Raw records
####################
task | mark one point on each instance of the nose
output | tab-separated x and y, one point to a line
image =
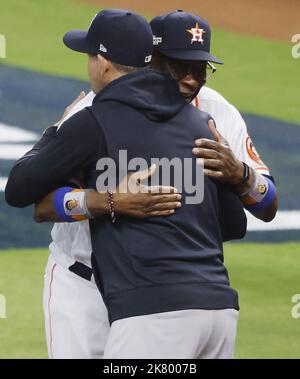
189	83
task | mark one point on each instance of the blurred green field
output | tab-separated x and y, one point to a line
266	276
259	76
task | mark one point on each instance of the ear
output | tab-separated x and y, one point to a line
103	64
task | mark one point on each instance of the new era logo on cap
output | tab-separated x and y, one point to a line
121	36
182	35
157	40
103	48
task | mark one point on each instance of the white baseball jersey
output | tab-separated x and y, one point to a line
71	241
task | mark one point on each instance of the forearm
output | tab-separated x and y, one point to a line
264	213
46	209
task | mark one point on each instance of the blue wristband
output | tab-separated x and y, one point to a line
267	200
59	203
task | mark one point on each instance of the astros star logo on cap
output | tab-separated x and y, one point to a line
197	34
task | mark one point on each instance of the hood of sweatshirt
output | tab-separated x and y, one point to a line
154	94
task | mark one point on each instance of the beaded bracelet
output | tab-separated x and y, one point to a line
111	206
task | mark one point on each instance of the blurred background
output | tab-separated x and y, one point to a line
39	77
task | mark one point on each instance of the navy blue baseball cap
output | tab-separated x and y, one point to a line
120	36
182	35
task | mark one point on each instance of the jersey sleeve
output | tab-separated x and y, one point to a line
243	145
232	127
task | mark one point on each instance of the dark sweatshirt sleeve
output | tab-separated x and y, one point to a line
54	159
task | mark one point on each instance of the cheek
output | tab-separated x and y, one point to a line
92	68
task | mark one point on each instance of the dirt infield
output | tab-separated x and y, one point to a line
275	19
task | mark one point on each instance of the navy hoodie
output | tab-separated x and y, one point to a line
158	264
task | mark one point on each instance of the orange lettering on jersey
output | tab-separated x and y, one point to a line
252	152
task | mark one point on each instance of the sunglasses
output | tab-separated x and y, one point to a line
201	71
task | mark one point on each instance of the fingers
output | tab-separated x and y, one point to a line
166	206
210	163
156	190
144	174
161	213
208	144
213	130
214	174
205	153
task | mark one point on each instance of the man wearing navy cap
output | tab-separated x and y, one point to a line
####################
Repeat exactly the lines starting at the line with "task | mark one point on each instance of the dark" and ending with the final line of the entries. Include nothing else.

task | mark one point on each instance of the dark sweatshirt sleeve
output | tab-separated x and y, one point to a line
54	159
task | mark one point on each instance of the cheek
output | tab-separated x and y, one point to a line
92	68
task | mark one point on each instance of the dirt infield
output | tab-separated x and y, one point to a line
275	19
task | mark one point on each instance of the navy hoodie
output | tab-separated x and y, one point to a line
158	264
task | mark one point on each instance of the orange lettering on jersey
output | tab-separated x and y, one point to a line
252	152
task | mark one point on each instance of the sunglasses
output | tab-separated x and y, one point to a line
201	71
task | mark one point on each instance of the fingers
output | tab-separated x and y, one point to a line
166	206
210	163
156	190
144	174
161	213
208	144
213	130
214	174
205	153
task | mark one point on each instance of the man wearing navy cap
output | tab-separated x and y, one point to a line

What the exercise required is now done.